• [What you are asked to do]: In the records below, find the line with "target | newborn puppy" and the line with "target | mother dog belly". Print both exactly, along with every line between them, and no other line.

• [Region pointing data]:
■ ■ ■

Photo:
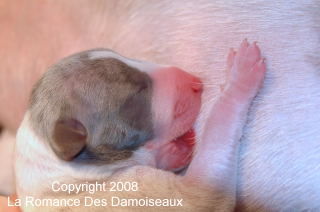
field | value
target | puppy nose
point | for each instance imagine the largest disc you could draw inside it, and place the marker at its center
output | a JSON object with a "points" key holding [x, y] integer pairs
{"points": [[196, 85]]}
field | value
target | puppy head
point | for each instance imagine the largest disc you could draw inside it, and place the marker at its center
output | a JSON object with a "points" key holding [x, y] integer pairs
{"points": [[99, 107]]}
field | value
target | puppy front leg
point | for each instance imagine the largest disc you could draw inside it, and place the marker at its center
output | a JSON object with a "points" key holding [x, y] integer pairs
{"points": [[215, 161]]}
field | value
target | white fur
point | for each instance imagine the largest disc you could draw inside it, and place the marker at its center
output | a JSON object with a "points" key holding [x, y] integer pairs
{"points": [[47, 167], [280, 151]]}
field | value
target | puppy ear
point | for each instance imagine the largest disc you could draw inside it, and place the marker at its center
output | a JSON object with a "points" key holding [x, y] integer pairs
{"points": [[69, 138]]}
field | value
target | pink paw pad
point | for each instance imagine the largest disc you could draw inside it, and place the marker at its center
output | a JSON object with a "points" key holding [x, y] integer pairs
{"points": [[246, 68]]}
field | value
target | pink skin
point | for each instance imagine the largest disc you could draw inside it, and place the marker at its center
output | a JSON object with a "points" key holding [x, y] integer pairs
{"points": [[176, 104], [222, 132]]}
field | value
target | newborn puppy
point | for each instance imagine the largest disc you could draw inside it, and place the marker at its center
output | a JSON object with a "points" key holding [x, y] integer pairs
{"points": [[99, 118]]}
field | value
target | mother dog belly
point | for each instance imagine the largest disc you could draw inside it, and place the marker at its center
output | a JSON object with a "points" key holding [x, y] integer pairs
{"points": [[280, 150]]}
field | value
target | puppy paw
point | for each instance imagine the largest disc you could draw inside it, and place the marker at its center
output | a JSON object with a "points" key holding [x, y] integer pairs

■ ■ ■

• [Output for this task]:
target | newborn puppy
point | for each instance imagine the largest disc you could draw inside it, and place the marker at its center
output | a JSON object with a "points" key holding [x, y] integer pairs
{"points": [[99, 118]]}
field | value
target | mother dog belly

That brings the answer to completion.